**BRIEF:** Write what comes next in the pull request text about adding `message_history` to `AgentOperator`, starting right after its last sentence.

**SUPPLIED TEXT:**
╔══

[PR] Add `message_history` to `AgentOperator` for multi-turn agent sessions [airflow]

via GitHub Tue, 16 Jun 2026 17:39:11 -0700


kaxil opened a new pull request, #68648:
URL: https://github.com/apache/airflow/pull/68648


   `AgentOperator` (and the `@task.agent` decorator) ran a fresh, single-turn
   conversation on every run. There was no supported way to seed a run with 
prior
   turns or to persist the resulting transcript for the next run, so 
conversational
   or iterative agents that resume a conversation across DAG runs could not be
   expressed with the operator.
   
   This adds an opt-in `message_history` parameter. When set, the operator 
seeds the
   run with the prior turns and pushes the full post-run transcript to XCom (key
   `message_history`) so the next run can resume. `message_history=None` (the
   default) keeps the existing single-turn behavior unchanged, so there is no 
impact
   on current users.
   
   ## How it works
   
   - `message_history` accepts a list of pydantic-ai `ModelMessage` objects or 
their
     JSON form (`str` / `bytes`), and is a templated field. It is deserialized 
via
     `ModelMessagesTypeAdapter` and passed to `run_sync(message_history=...)` 
on both
     the durable and non-durable branches.

╚══

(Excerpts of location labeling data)
╔══

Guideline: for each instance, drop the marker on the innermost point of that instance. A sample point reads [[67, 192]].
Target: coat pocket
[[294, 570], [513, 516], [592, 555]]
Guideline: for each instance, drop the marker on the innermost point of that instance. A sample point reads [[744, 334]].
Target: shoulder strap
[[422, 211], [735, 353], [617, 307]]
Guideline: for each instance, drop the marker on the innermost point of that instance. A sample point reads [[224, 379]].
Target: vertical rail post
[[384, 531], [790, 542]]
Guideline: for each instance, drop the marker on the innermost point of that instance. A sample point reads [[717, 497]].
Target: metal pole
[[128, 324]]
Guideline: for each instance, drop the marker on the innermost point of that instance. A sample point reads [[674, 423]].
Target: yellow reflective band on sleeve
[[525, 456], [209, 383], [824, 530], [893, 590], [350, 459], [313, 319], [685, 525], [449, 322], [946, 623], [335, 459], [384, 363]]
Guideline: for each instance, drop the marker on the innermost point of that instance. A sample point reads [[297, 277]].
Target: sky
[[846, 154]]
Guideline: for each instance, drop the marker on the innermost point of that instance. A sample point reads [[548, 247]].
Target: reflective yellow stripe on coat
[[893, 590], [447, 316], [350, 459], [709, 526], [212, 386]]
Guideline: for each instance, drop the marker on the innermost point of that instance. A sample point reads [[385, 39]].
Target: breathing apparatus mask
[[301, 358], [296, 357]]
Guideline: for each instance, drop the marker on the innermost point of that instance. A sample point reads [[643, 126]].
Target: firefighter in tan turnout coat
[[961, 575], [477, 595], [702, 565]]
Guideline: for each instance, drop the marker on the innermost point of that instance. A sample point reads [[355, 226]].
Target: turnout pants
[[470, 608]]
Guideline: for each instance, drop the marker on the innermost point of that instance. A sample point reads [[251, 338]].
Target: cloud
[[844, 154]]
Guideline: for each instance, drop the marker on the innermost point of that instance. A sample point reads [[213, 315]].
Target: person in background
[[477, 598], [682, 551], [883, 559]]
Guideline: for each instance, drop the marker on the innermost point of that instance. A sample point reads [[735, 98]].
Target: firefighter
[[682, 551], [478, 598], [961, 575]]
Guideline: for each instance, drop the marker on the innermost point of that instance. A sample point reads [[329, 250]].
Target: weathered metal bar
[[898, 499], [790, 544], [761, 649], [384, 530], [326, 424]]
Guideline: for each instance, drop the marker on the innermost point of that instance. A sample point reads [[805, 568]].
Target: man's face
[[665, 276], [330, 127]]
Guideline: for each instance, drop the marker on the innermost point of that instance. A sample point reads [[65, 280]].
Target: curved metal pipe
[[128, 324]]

╚══

**WRITTEN RESPONSE:**
   - After the run, the transcript (`result.all_messages()`) is serialized and
     pushed to XCom under the key `message_history`.
   - An empty `[]` / `""` starts a fresh session, so a templated
     `{{ ti.xcom_pull(task_ids='ask', key='message_history', default='[]') }}` 
works
     on the first run (no XCom yet) instead of failing to parse the string 
`"None"`.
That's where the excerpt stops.